**PROVIDED INFORMATION**:

* * * * * * *

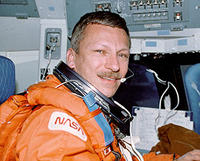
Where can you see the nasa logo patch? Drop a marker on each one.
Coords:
(64, 122)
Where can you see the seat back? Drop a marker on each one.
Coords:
(192, 86)
(7, 78)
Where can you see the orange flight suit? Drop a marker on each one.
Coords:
(62, 128)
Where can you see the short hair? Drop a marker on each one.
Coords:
(101, 17)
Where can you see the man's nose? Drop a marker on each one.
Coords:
(112, 63)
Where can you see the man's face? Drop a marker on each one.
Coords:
(103, 57)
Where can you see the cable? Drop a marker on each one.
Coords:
(194, 86)
(168, 116)
(135, 152)
(52, 48)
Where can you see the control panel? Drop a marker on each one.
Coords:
(142, 15)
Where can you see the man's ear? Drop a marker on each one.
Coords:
(71, 58)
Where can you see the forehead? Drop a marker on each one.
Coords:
(103, 32)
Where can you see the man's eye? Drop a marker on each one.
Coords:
(124, 55)
(99, 51)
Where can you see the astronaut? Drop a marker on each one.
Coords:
(69, 124)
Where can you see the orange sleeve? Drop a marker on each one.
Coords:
(157, 157)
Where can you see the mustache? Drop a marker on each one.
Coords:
(113, 75)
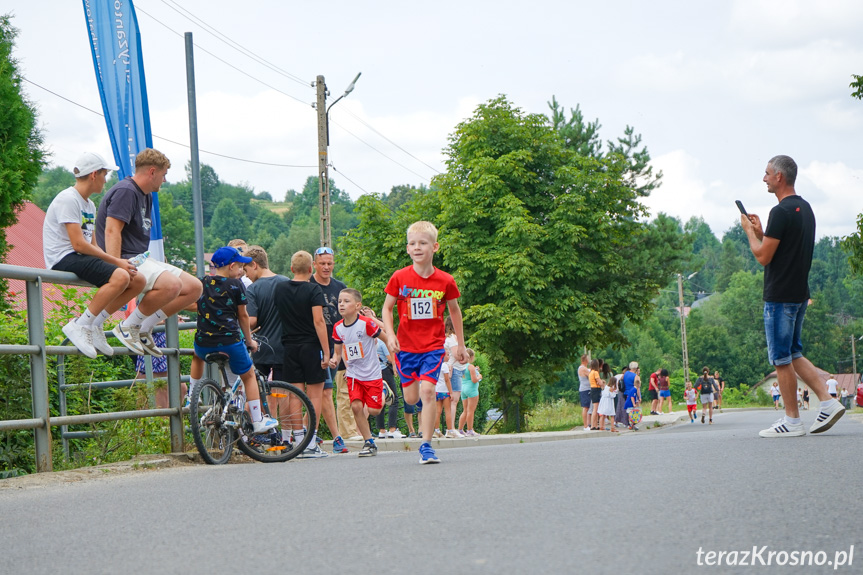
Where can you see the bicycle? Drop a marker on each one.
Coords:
(219, 420)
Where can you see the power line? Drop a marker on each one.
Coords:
(166, 139)
(232, 43)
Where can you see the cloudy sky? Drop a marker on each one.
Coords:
(715, 88)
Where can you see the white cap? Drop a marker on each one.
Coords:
(89, 163)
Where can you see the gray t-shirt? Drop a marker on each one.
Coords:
(127, 203)
(68, 207)
(261, 304)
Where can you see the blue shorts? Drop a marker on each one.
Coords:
(456, 378)
(419, 366)
(240, 361)
(783, 324)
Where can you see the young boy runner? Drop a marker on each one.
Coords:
(355, 338)
(68, 245)
(223, 326)
(421, 293)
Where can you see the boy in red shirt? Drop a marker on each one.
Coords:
(421, 293)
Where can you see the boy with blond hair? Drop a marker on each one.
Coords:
(420, 292)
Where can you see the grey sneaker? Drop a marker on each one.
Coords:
(129, 337)
(146, 339)
(81, 337)
(369, 449)
(100, 342)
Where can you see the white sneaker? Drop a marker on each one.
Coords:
(827, 417)
(100, 342)
(129, 337)
(149, 344)
(81, 337)
(265, 425)
(783, 429)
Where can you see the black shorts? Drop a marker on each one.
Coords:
(303, 363)
(88, 268)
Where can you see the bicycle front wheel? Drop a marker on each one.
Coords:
(293, 409)
(214, 437)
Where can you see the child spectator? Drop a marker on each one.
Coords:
(223, 326)
(355, 337)
(469, 396)
(691, 407)
(606, 404)
(304, 338)
(69, 245)
(421, 292)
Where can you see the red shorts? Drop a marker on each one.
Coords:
(371, 393)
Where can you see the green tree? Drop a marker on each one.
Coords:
(21, 154)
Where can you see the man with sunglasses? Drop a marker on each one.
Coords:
(324, 262)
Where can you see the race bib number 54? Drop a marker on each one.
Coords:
(422, 308)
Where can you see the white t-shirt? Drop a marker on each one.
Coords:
(440, 386)
(68, 207)
(360, 348)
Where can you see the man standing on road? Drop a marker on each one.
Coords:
(123, 231)
(785, 250)
(324, 262)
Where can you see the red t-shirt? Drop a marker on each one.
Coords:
(420, 303)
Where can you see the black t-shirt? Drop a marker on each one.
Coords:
(217, 311)
(786, 277)
(127, 203)
(262, 305)
(294, 302)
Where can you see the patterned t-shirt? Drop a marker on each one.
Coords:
(359, 351)
(217, 311)
(421, 303)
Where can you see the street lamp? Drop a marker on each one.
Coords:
(683, 325)
(323, 143)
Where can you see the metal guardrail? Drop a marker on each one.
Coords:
(38, 351)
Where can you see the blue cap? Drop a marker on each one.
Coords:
(226, 256)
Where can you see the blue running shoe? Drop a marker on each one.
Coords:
(339, 445)
(427, 454)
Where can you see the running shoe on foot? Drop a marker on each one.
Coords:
(99, 341)
(339, 445)
(369, 449)
(427, 454)
(827, 417)
(129, 336)
(149, 344)
(81, 337)
(783, 429)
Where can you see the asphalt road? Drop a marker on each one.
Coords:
(642, 503)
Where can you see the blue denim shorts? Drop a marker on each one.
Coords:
(783, 324)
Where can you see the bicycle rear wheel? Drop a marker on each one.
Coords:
(213, 438)
(293, 409)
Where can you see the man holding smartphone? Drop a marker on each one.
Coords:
(785, 250)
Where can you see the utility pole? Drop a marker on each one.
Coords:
(323, 169)
(683, 328)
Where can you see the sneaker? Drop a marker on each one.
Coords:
(339, 445)
(827, 417)
(129, 337)
(313, 453)
(264, 425)
(783, 429)
(427, 454)
(81, 337)
(149, 344)
(100, 342)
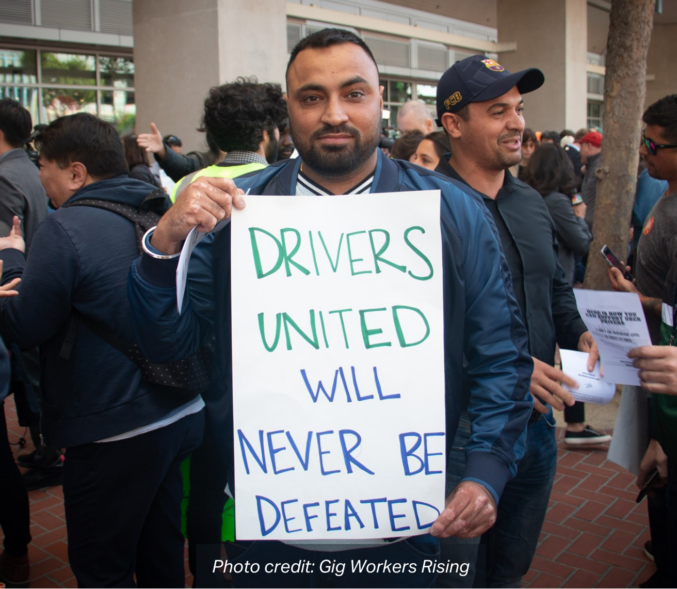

* * * * * * *

**EXERCISE PROMPT**: Print the records again exactly, without the pictures.

**ANSWER FOR THE TASK**:
Where can you see the nasa logo patch? Drop a marker on each one.
Coords:
(64, 122)
Where can you see the seat back? Drop a marker on each one.
Coords:
(192, 86)
(7, 78)
Where can you see the orange flight suit? Drop a marker on each one.
Coords:
(62, 128)
Where can you see the short hair? Drop a marker on each one.
Coords:
(101, 17)
Where can you see the man's nose? Drop a marker on each one.
Coords:
(112, 63)
Where can you see the man's face? Drop a marker on each one.
Coords:
(103, 57)
Where can you see the cable? Drop a marker on each one.
Coords:
(194, 86)
(168, 116)
(135, 152)
(52, 48)
Where can you see the control panel? Drop a marker on each one.
Coords:
(142, 15)
Where can you see the man's ear? Drop a marker on each one.
Coords:
(71, 58)
Where can you see the forehead? Drop a marker on each one.
Coords:
(103, 32)
Where can you see the man's eye? Drop a marker on each one.
Coords:
(124, 55)
(99, 51)
Where can you see the astronaut? Drop a marker on each one.
Coords:
(69, 124)
Where can you see the orange sleeve? Drop a marker on each one.
Coords:
(157, 157)
Where can you see the mustache? Drop a marker on each one.
Coords:
(113, 75)
Where can you see the bicycle? Drop a marker on each one.
Coords:
(219, 420)
Where can you see the power line? Drop a marker on each one.
Coords:
(166, 139)
(232, 43)
Where can you see the cloudy sky? Drop a marker on each one.
Coords:
(715, 88)
Where can you see the white cap? Drop a marker on each one.
Coords:
(89, 163)
Where can you see the gray t-shirt? Drop a marker on each one.
Coords:
(127, 203)
(68, 207)
(261, 304)
Where can you see the blue shorts? Drop a marker on each one.
Coords:
(456, 378)
(419, 366)
(240, 361)
(783, 324)
Where can you see the young boy runner? Drop a marker on each one.
Coords:
(355, 338)
(68, 245)
(223, 326)
(421, 293)
Where can you see the boy in red shirt? Drop a marker on each one.
Coords:
(421, 293)
Where can you see the boy with blond hair? Drop a marker on each one.
Coords:
(420, 292)
Where can you see the grey sneaker? Drop a marker on each one.
Coords:
(129, 337)
(146, 339)
(81, 337)
(369, 449)
(100, 342)
Where can you see the white sneaker? Drop a marker on each one.
Coords:
(827, 417)
(100, 342)
(129, 337)
(149, 344)
(81, 337)
(265, 425)
(783, 429)
Where can you see the black shorts? Drop a marker on each one.
Coords:
(303, 363)
(88, 268)
Where can you see the bicycle front wheel? Drop a marker on each one.
Coords:
(293, 409)
(214, 437)
Where can you see the child spectator? Drop a marker on each one.
Coords:
(223, 326)
(355, 337)
(469, 396)
(691, 407)
(606, 404)
(304, 338)
(69, 245)
(421, 292)
Where can you see the red shorts? Drop a marker on each one.
Coords:
(371, 393)
Where can you see the green tree? Drop a marker on each one.
Coords:
(21, 154)
Where can you see the man with sunglasses? Drop a marker on each one.
Coords:
(324, 262)
Where can you see the race bib number 54? Drop a marker on each one.
Coords:
(422, 308)
Where can you see the white t-shirt? Drop a marker on each one.
Coords:
(440, 386)
(68, 207)
(360, 348)
Where can you see the man standing on road? Drop a marker on each one.
Coords:
(123, 231)
(785, 250)
(324, 262)
Where can you see the red t-shirt? Drop a marker on each one.
Coords:
(420, 303)
Where can you see the black t-shirt? Drop a marker on each one.
Coords:
(217, 311)
(786, 277)
(127, 203)
(262, 305)
(294, 302)
Where can you see the patterned t-shirt? Drop a marker on each one.
Coords:
(359, 351)
(217, 311)
(421, 303)
Where can you see the street lamp? Drop a marker on each one.
Coords:
(683, 325)
(323, 143)
Where can you see the metal guardrail? Drop a marker on each one.
Coords:
(38, 351)
Where can you see the blue cap? Drop a marker on each one.
Coords:
(226, 256)
Where can you see the blue running shoe? Drop a marker on each one.
Coords:
(339, 445)
(427, 454)
Where can you see the running shoe on foot? Drop a marker on each one.
Coords:
(99, 341)
(339, 445)
(369, 449)
(427, 454)
(827, 417)
(129, 336)
(149, 344)
(81, 337)
(783, 429)
Where can you see the asphalt road? Drop a marker on each one.
Coords:
(642, 503)
Where can you see the blue denim shorts? Drop a marker on each one.
Coords:
(783, 324)
Where can you see the bicycle rear wheel? Drop a marker on each one.
Coords:
(213, 438)
(293, 409)
Where can you see the man holding smartphone? Drop a marker on each one.
Coords:
(785, 250)
Where can you see the utility pole? Drop a marker on each one.
Coords:
(323, 169)
(683, 328)
Where can you see the sneaker? Drop a marker on each one.
Coords:
(339, 445)
(827, 417)
(129, 337)
(313, 453)
(264, 425)
(783, 429)
(427, 454)
(81, 337)
(149, 344)
(100, 342)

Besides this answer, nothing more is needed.